Digital Repatriation and Other Consultative Practices
Indigenous digital archives are very often based in universities, headed by professional scholars, often with substantial community engagement. The Yale Indian Papers Project, which seeks to improve access to primary documents demonstrating the continuous presence of Indigenous people in New England, elicits editorial assistance from a number of Indigenous scholars and tribal historians. The award-winning Plateau People’s Web Portal at Washington State University takes this collaborative methodology one step further, inviting consultants from neighboring tribal nations to come in to the university archives and select and curate materials for the web. Other digital Indigenous exhibits come from prestigious museums and collecting institutions, like the American Philosophical Society’s “Native American Images Project.” Indeed, with so many libraries, museums and archives now creating digital collections these days (whether in the form of e-books, scanned documents, or full electronic exhibits), materials related to Indigenous people can be found in an ever-growing variety of formats and places. Hence, there is also a rising popularity in portals—regional or state-based sites that can act as gateways to a wide variety of digital collections. Some are specific to Indigenous topics and locations, like the Carlisle Indian School Digital Resource Center, which compiles web-based resources for studying U.S. boarding school history. Others digital portals sweep up Indigenous objects along with other cultural materials, like the Maine Memory Network or the Digital Public Library of America.
It is not surprising that the bent of most of these collections is decidedly ethnographic, given that Indigenous people the world over have been the subjects of one prolonged imperial looting. Cultural heritage professionals are now legally (or at least ethically) required to repatriate human remains and sacred objects, but in recent years, many have also begun to speak of “digital repatriation.” Just as digital collections of all kinds are providing new access to materials held in far-flung locations, these are arguably a boon to elders or Native people living far away, for instance, from the Smithsonian Museum, to be able to readily view their cultural property. The digitization of heritage and materials can, in fact, help promote cultural revitalization and culturally responsive teaching (Roy and Christal 2002; Srinivasan et al. 2010). Many such projects aim expressly “to reinstate the role of the cultural object as a generator, rather than an artifact, of cultural information and interpretation” (Brown and Nicholas 2012, 313).

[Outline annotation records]
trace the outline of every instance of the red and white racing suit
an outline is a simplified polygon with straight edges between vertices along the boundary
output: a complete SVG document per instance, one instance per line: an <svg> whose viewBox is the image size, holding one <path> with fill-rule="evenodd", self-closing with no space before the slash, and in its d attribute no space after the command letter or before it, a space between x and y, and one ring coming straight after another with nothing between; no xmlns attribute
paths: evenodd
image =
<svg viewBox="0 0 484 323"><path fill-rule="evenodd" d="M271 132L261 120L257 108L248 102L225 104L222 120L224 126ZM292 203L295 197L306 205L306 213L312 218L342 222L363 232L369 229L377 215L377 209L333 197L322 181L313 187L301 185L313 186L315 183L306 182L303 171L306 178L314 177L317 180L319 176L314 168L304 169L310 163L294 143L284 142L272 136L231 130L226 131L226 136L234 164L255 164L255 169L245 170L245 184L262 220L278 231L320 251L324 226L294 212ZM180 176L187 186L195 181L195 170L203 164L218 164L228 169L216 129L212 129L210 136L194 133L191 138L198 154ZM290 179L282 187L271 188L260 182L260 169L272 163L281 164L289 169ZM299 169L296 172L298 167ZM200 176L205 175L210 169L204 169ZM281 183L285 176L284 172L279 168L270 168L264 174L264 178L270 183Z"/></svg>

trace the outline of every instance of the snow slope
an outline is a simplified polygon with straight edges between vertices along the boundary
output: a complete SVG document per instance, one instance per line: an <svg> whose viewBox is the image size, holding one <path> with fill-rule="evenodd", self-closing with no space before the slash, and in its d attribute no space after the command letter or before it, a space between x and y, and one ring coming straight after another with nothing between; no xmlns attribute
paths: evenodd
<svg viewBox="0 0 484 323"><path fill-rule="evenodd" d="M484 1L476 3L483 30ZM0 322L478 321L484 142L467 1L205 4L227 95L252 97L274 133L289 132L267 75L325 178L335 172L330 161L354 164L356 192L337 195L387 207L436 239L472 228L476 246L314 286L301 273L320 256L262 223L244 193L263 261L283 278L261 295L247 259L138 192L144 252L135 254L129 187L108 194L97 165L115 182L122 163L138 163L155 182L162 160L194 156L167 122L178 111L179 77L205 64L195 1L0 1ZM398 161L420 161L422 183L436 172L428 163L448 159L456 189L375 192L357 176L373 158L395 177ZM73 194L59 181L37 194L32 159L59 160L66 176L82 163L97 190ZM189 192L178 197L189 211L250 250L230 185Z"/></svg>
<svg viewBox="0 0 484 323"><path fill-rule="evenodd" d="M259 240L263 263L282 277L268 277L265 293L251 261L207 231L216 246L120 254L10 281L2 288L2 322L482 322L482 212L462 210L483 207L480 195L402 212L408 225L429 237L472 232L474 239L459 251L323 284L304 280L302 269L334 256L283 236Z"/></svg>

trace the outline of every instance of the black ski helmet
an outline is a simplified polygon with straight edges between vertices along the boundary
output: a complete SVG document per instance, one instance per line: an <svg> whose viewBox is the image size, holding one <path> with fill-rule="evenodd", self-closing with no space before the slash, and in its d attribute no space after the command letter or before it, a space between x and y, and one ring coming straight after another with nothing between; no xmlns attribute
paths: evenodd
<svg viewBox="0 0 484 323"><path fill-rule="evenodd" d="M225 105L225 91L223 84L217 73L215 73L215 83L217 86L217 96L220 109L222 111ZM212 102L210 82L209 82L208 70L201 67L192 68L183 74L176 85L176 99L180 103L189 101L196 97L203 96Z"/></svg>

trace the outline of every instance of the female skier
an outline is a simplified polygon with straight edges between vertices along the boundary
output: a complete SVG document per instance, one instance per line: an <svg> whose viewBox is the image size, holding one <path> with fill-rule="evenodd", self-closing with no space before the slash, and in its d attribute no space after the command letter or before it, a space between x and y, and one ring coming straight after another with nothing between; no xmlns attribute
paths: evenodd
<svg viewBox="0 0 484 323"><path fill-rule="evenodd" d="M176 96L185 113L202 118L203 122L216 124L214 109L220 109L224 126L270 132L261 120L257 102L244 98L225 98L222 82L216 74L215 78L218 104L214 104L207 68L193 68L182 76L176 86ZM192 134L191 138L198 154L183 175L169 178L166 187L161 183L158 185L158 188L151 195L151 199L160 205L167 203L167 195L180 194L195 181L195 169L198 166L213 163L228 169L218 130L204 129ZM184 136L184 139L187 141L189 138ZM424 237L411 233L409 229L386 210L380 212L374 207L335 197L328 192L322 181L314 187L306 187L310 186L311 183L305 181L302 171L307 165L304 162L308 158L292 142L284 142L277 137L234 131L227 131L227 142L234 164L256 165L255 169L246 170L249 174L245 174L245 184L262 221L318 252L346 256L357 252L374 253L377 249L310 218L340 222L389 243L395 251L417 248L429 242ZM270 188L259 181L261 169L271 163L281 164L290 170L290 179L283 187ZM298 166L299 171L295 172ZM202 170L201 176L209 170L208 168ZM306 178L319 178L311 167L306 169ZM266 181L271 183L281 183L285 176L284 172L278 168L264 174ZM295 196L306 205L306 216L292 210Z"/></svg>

▶ _What this task involves_:
Answer these from the passage on digital repatriation:
(a) Which university is home to the Plateau People's Web Portal?
(b) What does the Carlisle Indian School Digital Resource Center compile?
(c) What are cultural heritage professionals now legally (or at least ethically) required to repatriate?

▶ _Response_:
(a) Washington State University
(b) Web-based resources for studying U.S. boarding school history
(c) Human remains and sacred objects